ROWS:
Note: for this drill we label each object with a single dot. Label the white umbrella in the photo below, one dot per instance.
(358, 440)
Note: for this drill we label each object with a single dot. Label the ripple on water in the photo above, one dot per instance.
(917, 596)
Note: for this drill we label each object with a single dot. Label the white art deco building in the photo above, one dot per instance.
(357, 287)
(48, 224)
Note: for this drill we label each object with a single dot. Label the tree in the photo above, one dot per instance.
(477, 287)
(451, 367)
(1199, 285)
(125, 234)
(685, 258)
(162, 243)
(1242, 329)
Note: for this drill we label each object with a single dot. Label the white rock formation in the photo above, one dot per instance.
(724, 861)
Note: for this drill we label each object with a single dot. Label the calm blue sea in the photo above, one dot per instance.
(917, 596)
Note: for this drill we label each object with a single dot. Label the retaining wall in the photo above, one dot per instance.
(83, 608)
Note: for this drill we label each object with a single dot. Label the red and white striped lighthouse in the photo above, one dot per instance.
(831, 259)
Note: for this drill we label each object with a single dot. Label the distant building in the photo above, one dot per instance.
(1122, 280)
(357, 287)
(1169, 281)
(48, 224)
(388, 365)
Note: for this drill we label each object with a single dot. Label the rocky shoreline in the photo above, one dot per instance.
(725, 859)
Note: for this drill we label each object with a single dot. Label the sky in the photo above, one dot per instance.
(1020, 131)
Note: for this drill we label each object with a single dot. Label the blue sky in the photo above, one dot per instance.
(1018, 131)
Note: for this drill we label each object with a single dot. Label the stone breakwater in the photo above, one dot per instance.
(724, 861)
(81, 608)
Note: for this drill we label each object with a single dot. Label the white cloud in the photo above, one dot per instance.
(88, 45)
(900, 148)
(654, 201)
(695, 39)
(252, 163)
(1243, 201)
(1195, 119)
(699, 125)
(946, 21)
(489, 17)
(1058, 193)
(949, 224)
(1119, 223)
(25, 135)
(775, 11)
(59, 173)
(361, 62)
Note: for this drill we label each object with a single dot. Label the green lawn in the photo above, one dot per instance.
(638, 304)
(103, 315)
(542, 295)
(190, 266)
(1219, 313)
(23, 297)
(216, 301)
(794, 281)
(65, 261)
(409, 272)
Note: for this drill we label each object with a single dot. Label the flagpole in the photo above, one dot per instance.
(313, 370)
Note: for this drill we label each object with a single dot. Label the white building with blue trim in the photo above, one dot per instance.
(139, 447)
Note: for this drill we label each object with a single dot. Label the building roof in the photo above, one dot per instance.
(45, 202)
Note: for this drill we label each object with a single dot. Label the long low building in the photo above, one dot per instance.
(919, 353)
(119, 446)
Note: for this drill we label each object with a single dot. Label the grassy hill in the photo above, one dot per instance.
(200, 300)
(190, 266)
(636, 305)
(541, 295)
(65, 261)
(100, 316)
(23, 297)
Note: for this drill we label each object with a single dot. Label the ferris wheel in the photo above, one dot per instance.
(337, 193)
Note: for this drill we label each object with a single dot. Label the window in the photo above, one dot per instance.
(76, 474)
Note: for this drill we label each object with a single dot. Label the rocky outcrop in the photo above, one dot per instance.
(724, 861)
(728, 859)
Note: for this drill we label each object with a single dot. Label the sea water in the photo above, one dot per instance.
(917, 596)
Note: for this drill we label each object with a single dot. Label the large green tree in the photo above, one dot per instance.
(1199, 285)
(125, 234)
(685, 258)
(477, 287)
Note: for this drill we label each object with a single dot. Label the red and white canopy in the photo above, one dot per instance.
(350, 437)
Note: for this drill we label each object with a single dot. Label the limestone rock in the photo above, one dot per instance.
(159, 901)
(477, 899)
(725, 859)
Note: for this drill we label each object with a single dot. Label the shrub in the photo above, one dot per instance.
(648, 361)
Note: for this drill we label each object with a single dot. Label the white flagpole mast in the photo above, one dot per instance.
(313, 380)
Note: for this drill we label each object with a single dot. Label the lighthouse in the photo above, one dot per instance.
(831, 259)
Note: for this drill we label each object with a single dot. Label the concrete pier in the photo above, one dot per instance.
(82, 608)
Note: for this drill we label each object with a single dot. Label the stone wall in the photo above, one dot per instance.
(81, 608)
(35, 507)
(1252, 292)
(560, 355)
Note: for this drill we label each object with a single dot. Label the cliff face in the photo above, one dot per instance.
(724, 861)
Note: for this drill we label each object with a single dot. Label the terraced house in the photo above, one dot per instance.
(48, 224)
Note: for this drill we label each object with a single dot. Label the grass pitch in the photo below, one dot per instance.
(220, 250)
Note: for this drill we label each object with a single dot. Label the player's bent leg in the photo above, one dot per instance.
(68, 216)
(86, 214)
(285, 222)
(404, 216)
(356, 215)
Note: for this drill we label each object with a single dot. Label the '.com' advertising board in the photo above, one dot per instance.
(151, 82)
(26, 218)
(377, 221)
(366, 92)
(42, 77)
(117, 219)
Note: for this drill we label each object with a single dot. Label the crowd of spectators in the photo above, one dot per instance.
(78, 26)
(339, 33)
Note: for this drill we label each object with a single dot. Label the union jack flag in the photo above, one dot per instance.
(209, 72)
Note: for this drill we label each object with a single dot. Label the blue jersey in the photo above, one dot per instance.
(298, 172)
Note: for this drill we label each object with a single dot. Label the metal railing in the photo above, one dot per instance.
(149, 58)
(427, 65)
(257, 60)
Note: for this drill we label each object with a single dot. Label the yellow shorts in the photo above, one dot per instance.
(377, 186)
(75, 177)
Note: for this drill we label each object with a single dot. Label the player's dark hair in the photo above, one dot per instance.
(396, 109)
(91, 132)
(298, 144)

PROMPT: Format all of the entries above as a JSON list of strings, one string for each line, leaving out any blank lines.

COMPLETE ANSWER:
[
  "Note: for this drill we label each object with a single dot. Label the white umbrella in the photo below, one dot per instance.",
  "(358, 440)",
  "Note: for this drill we label each object with a single dot. Label the ripple on water in the photo above, one dot per instance.",
  "(917, 596)",
  "Note: for this drill we label each object with a single dot. Label the white art deco building in the photo above, one dot per instance.",
  "(357, 287)",
  "(48, 224)",
  "Note: for this drill we label each object with a single dot. Label the tree in the photo above, one dot per instance.",
  "(477, 287)",
  "(451, 367)",
  "(1199, 285)",
  "(125, 234)",
  "(685, 258)",
  "(162, 243)",
  "(1242, 329)",
  "Note: for this drill we label each object with a single dot. Label the white rock formation in the photo above, one dot per instance.",
  "(724, 861)",
  "Note: for this drill we label each object with a single dot. Label the calm blue sea in the photo above, one dot per instance.",
  "(917, 596)",
  "Note: for this drill we label each object with a single dot. Label the retaining wall in the photo above, one dot per instance.",
  "(83, 608)",
  "Note: for this drill we label each object with a single dot. Label the red and white striped lighthouse in the photo above, one dot per instance.",
  "(831, 259)",
  "Note: for this drill we label each object with a single dot. Label the distant building in the photo above, one dot per instance.",
  "(1122, 280)",
  "(357, 287)",
  "(1169, 281)",
  "(48, 224)",
  "(388, 365)",
  "Note: for this drill we label each object with a single dot. Label the rocky shoreline in the photo above, one dot per instance.",
  "(725, 859)",
  "Note: for this drill we label each object with a single dot. Label the sky in the photo above, one dot per instance.",
  "(1020, 131)",
  "Note: for this drill we label each object with a single dot. Label the blue sky in the photo above, one dot per instance.",
  "(1018, 131)",
  "Note: for this drill we label each object with a single dot. Label the stone breakwater in the photo above, one dot per instance.",
  "(724, 861)",
  "(81, 608)",
  "Note: for this drill we label each object with a single dot. Label the white cloud in the photo above, one dot per instance.",
  "(88, 45)",
  "(900, 148)",
  "(654, 201)",
  "(695, 39)",
  "(252, 163)",
  "(1243, 201)",
  "(1195, 119)",
  "(699, 125)",
  "(946, 21)",
  "(489, 17)",
  "(1058, 193)",
  "(949, 224)",
  "(1119, 223)",
  "(25, 135)",
  "(775, 11)",
  "(59, 173)",
  "(361, 62)",
  "Note: for this drill we label each object with a single dot. Label the green lawn in the photo above, one dot per instance.",
  "(638, 304)",
  "(103, 315)",
  "(542, 295)",
  "(190, 266)",
  "(1219, 313)",
  "(23, 297)",
  "(216, 301)",
  "(794, 281)",
  "(65, 261)",
  "(409, 272)",
  "Note: for this drill we label each object with a single dot. Label the flagpole in the photo above, one dot per instance.",
  "(313, 370)",
  "Note: for this drill we label each object with a single dot. Label the white building with blue trim in the photo above, one dot per instance.",
  "(139, 447)",
  "Note: for this drill we label each object with a single dot. Label the building roof in the photo above, one dot per instance.",
  "(45, 202)",
  "Note: for this drill we label each object with a single dot. Label the long low building in the photo above, one dot per instance.",
  "(919, 353)",
  "(119, 446)",
  "Note: for this drill we label each object with a single dot. Label the grassy hill in the photo above, one dot per instance.",
  "(200, 300)",
  "(190, 266)",
  "(636, 305)",
  "(541, 295)",
  "(65, 261)",
  "(100, 316)",
  "(23, 297)",
  "Note: for this drill we label each object with a single dot. Label the ferris wheel in the photo above, one dot per instance.",
  "(337, 193)",
  "Note: for this drill we label each object with a single dot. Label the window in the photo above, one dot per instance.",
  "(76, 474)",
  "Note: for this drill we label each object with a single dot. Label the rocky outcrop in the photo above, one dot per instance.",
  "(724, 861)",
  "(728, 859)",
  "Note: for this drill we label each object with a single dot. Label the sea water in the photo above, one dot per instance.",
  "(917, 596)",
  "Note: for this drill we label each object with a single dot. Label the large green tree in the photo above, one dot per instance.",
  "(1199, 285)",
  "(125, 234)",
  "(685, 258)",
  "(477, 287)",
  "Note: for this drill we label each object with a single dot. Label the red and white canopy in the photo above, one dot per instance.",
  "(350, 437)",
  "Note: for this drill we label each object with a single dot. Label the limestone rock in the photo above, one dot per instance.",
  "(159, 901)",
  "(477, 899)",
  "(725, 859)",
  "Note: for this drill we label each object with a single dot. Label the shrub in the photo above, one dot per instance.",
  "(648, 361)",
  "Note: for this drill we label each object with a single dot. Label the white flagpole mast in the photo above, one dot per instance.",
  "(313, 380)",
  "Note: for this drill we label each object with a single dot. Label the lighthouse in the photo above, one dot per instance.",
  "(831, 259)",
  "Note: for this drill we label each object with a single dot. Label the concrete pier in the photo above, one dot per instance.",
  "(82, 608)",
  "Note: for this drill we label each object with a single dot. Label the stone wall in the photo above, one dot per instance.",
  "(81, 608)",
  "(35, 507)",
  "(1252, 292)",
  "(560, 355)",
  "Note: for this drill we label each object with a single dot. Label the cliff face in the photo above, one dot per instance.",
  "(724, 861)",
  "Note: for this drill we label each object with a single dot. Label the terraced house in the photo above, one dot per instance.",
  "(48, 224)",
  "Note: for this drill we label each object with a single dot. Label the grass pitch in the photo below, one dot per instance.",
  "(220, 250)",
  "Note: for this drill we label each object with a single dot. Label the player's bent leg in the photo above, one dot per instance.",
  "(68, 216)",
  "(86, 214)",
  "(285, 222)",
  "(404, 216)",
  "(356, 215)",
  "Note: for this drill we label each object with a single dot. Label the '.com' advertising board in the photo above, one dot per instance.",
  "(151, 82)",
  "(26, 218)",
  "(377, 221)",
  "(366, 92)",
  "(42, 77)",
  "(117, 219)",
  "Note: for this drill we label each object with a single dot. Label the crowd of spectators in the photo above, one dot per instance.",
  "(78, 26)",
  "(339, 33)",
  "Note: for this drill we label each object with a single dot. Label the union jack flag in the photo above, one dot per instance.",
  "(209, 72)",
  "Note: for this drill we label each object with a single dot. Label the blue jersey in the photo above, one dot per instance.",
  "(298, 172)",
  "Note: for this drill we label each object with a single dot. Label the metal railing in the photo above, one dot per instance.",
  "(149, 58)",
  "(427, 65)",
  "(257, 60)",
  "Note: for this drill we label each object with a single dot. Label the yellow shorts in the photo above, one dot per instance.",
  "(377, 186)",
  "(75, 177)",
  "Note: for this drill we label each object with a single dot. Label the player's dark hair in the photo above, one dot per instance.",
  "(396, 109)",
  "(91, 132)",
  "(298, 144)"
]